SHORT PROBLEM:
Each record below should appear again exactly as written.

Pointing dataset excerpts
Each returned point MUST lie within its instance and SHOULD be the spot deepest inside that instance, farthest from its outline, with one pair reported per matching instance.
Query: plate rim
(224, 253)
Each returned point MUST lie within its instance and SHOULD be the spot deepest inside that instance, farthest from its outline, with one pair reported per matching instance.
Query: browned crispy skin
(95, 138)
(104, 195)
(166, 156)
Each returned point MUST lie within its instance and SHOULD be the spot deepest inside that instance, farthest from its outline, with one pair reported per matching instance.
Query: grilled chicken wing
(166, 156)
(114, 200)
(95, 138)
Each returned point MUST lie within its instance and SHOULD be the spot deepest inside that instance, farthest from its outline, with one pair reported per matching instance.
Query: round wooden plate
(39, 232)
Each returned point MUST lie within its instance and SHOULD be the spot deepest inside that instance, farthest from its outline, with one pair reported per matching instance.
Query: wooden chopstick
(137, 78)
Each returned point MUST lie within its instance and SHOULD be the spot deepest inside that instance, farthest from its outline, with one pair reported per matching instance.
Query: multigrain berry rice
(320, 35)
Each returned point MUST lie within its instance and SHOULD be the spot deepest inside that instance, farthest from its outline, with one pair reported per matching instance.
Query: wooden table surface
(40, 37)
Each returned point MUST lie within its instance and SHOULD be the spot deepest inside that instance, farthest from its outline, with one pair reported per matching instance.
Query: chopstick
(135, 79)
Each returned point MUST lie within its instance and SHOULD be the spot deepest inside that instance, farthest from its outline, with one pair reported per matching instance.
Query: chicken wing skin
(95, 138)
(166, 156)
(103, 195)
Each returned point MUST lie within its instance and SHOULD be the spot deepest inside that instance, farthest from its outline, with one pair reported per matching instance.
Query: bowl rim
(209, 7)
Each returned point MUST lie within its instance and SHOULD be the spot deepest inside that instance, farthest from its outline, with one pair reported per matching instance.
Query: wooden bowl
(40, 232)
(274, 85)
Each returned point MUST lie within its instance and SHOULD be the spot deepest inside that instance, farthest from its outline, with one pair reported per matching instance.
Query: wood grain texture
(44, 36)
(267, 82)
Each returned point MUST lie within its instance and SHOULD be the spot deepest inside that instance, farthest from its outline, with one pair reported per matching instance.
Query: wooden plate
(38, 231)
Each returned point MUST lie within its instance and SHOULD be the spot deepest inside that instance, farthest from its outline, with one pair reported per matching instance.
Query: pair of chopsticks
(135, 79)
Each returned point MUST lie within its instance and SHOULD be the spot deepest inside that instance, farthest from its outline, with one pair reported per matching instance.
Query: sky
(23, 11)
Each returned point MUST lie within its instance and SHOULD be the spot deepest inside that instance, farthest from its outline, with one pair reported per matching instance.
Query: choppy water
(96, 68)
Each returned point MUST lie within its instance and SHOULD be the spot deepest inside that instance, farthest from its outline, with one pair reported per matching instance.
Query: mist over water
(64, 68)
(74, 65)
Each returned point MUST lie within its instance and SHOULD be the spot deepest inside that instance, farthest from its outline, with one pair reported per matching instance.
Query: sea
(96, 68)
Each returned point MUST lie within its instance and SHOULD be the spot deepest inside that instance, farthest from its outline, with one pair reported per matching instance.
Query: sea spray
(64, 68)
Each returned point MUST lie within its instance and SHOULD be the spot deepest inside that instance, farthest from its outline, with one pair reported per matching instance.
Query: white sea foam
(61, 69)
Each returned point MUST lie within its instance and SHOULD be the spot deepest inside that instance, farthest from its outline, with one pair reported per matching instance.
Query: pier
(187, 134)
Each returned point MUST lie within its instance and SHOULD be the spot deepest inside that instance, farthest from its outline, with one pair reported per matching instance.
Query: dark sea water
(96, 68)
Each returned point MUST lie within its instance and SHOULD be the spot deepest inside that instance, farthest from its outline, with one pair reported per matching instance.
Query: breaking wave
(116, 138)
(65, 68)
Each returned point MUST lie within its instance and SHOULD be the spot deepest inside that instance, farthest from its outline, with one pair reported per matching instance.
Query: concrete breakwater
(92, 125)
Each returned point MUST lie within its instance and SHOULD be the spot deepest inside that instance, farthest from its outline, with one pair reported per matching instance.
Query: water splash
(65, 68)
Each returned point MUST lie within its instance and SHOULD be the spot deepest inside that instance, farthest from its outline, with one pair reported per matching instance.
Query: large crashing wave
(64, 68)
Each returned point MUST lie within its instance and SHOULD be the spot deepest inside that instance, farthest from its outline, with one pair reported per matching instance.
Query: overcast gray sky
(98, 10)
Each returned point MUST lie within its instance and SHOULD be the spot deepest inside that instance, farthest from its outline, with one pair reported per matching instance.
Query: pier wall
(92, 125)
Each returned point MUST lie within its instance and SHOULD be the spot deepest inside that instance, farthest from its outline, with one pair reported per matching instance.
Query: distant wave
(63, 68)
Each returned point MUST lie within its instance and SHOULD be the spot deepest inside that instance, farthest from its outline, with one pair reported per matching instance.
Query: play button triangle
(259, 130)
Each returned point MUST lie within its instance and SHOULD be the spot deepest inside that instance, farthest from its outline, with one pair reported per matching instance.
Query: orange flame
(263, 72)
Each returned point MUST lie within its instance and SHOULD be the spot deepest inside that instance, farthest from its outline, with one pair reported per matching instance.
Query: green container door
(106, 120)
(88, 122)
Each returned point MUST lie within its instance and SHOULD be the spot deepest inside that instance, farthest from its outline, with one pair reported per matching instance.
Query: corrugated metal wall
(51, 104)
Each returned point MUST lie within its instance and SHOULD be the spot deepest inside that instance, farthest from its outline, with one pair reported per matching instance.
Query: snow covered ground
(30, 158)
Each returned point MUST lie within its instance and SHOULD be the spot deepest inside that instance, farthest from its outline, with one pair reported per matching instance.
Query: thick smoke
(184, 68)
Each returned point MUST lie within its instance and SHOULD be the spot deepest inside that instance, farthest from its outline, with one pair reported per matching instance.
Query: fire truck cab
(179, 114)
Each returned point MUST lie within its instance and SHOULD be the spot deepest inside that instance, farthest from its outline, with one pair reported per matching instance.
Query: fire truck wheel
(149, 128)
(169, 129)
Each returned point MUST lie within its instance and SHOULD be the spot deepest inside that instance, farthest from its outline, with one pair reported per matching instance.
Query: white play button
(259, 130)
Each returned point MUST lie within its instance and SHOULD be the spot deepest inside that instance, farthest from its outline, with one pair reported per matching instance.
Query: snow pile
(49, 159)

SOLUTION:
Each returned point MUST lie within its instance and SHOULD be the spot deepest inside that instance, farthest from its outline, with one pair reported per matching instance.
Query: plate rim
(224, 253)
Each returned point MUST lie within its instance and SHOULD be the spot deepest inside that instance, farthest from its outline, with one pair reported per matching instance.
Query: browned crispy skin
(95, 138)
(104, 195)
(166, 156)
Each returned point MUST lie within its instance and SHOULD be the spot deepest inside that instance, farthest from its outline, with one pair reported per matching instance.
Query: grilled chicken wing
(166, 156)
(114, 200)
(95, 138)
Each returned point MUST lie within its instance and SHOULD be the spot deepest inside that instance, farthest from its outline, with one pair reported per matching instance.
Query: round wooden plate
(39, 232)
Each returned point MUST lie within its instance and SHOULD be the spot deepest inside that instance, farthest from its outline, with one pair reported per matching instance.
Query: wooden chopstick
(137, 78)
Each returned point MUST lie within its instance and SHOULD be the spot deepest inside that instance, farthest from its outline, with one pair reported per matching instance.
Query: multigrain berry rice
(320, 35)
Each returned point MUST lie within its instance and SHOULD be the spot deepest inside that instance, farthest from its outline, with one pair reported per matching instance.
Query: wooden table surface
(40, 37)
Each returned point MUST lie within its instance and SHOULD be the spot deepest inside that instance, farthest from its outline, with one pair reported per matching instance.
Query: chopstick
(135, 79)
Each returned point MUST lie within its instance and SHOULD be the spot deepest inside that instance, farthest from its outline, with one pair reported per matching instance.
Query: chicken wing skin
(95, 138)
(166, 156)
(103, 195)
Each returned point MUST lie within its instance and SHOULD be the spot deepest inside that instance, farthest from its outline, with one pair reported per matching instance.
Query: bowl rim
(209, 7)
Each returned point MUST lie within its instance and SHOULD be the spot deepest inside that instance, farthest from its outline, with one pair reported per matching instance.
Query: wooden bowl
(40, 232)
(274, 85)
Each returned point MUST lie within its instance and SHOULD be the spot deepest inside that instance, farthest from its outline, with one pair reported per matching instance.
Query: wood grain texture
(44, 36)
(267, 82)
Each returned point MUST lie within its instance and SHOULD be the spot deepest inside that instance, farthest from its outline, with one pair reported per matching instance.
Query: wooden plate
(38, 231)
Each returned point MUST lie within its instance and SHOULD be the spot deepest inside that instance, farthest from its outline, with one pair reported per matching instance.
Query: pair of chopsticks
(135, 79)
Each returned point MUST lie within its instance and SHOULD be the spot deepest inside that instance, farthest from its outline, with one pair reported per matching instance.
Query: sky
(23, 11)
Each returned point MUST lie within its instance and SHOULD be the spot deepest inside that instance, farthest from its outline, with one pair reported per matching instance.
Query: choppy water
(96, 68)
Each returned point MUST lie within its instance and SHOULD be the spot deepest inside that instance, farthest from its outline, with one pair reported per matching instance.
Query: mist over water
(64, 68)
(74, 65)
Each returned point MUST lie within its instance and SHOULD be the spot deepest inside that instance, farthest from its outline, with one pair reported per matching instance.
Query: sea
(96, 68)
Each returned point MUST lie within its instance and SHOULD be the spot deepest inside that instance, farthest from its outline, with one pair reported per matching instance.
Query: sea spray
(64, 68)
Each returned point MUST lie within its instance and SHOULD be the spot deepest inside that instance, farthest from its outline, with one pair reported per matching instance.
Query: white sea foam
(61, 69)
Each returned point MUST lie within its instance and SHOULD be the spot deepest inside that instance, farthest from its outline, with one pair reported per matching instance.
Query: pier
(187, 134)
Each returned point MUST lie within its instance and SHOULD be the spot deepest inside that instance, farthest from its outline, with one pair reported per matching instance.
Query: dark sea water
(96, 68)
Each returned point MUST lie within its instance and SHOULD be the spot deepest inside that instance, farthest from its outline, with one pair reported per matching instance.
Query: breaking wave
(116, 138)
(65, 68)
Each returned point MUST lie within its instance and SHOULD be the spot deepest inside that instance, farthest from its outline, with one pair reported per matching instance.
Query: concrete breakwater
(92, 125)
Each returned point MUST lie within its instance and SHOULD be the spot deepest inside that instance, farthest from its outline, with one pair reported per matching instance.
Query: water splash
(65, 68)
Each returned point MUST lie within its instance and SHOULD be the spot deepest inside that instance, farthest from its outline, with one pair reported per matching instance.
Query: large crashing wave
(64, 68)
Each returned point MUST lie within its instance and SHOULD be the spot deepest inside that instance, farthest from its outline, with one pair reported per matching instance.
Query: overcast gray sky
(98, 10)
Each returned point MUST lie within its instance and SHOULD be the spot deepest inside that instance, farthest from its outline, with one pair reported per matching instance.
Query: pier wall
(92, 125)
Each returned point MUST lie within its instance and SHOULD be the spot deepest inside that instance, farthest from its outline, with one pair reported per matching instance.
Query: distant wave
(63, 68)
Each returned point MUST lie within its instance and SHOULD be the spot deepest inside that instance, farthest from its outline, with one pair reported per matching instance.
Query: play button triangle
(259, 130)
Each returned point MUST lie within its instance and SHOULD be the spot deepest inside that instance, farthest from its outline, with one pair reported per matching instance.
Query: orange flame
(263, 72)
Each returned point MUST lie within its instance and SHOULD be the spot deepest inside that instance, farthest from its outline, with one pair reported per matching instance.
Query: green container door
(106, 120)
(88, 122)
Each returned point MUST lie within its instance and SHOULD be the spot deepest inside that instance, farthest from its outline, with one pair reported per matching instance.
Query: corrugated metal wall
(51, 104)
Each returned point MUST lie within its instance and SHOULD be the spot deepest inside that instance, farthest from its outline, with one pair reported per matching instance.
Query: snow covered ground
(30, 158)
Each returned point MUST lie within its instance and SHOULD be the spot deepest inside that instance, farthest from its outline, with one pair reported per matching instance.
Query: thick smoke
(184, 68)
Each returned point MUST lie within its instance and SHOULD be the spot deepest inside that instance, farthest from its outline, with one pair reported per matching instance.
Query: fire truck cab
(179, 114)
Each returned point MUST lie within its instance and SHOULD be the spot deepest inside that instance, farthest from its outline, with one pair reported per matching instance.
Query: fire truck wheel
(149, 128)
(169, 129)
Each returned point MUST lie within its instance and SHOULD be the spot deepest inside that instance, farthest from its outline, with one pair reported per matching instance.
Query: white play button
(259, 130)
Each returned point MUST lie within its instance and SHOULD be the spot deepest inside that instance, farthest from its outline, with one pair reported per matching instance.
Query: snow pile
(49, 159)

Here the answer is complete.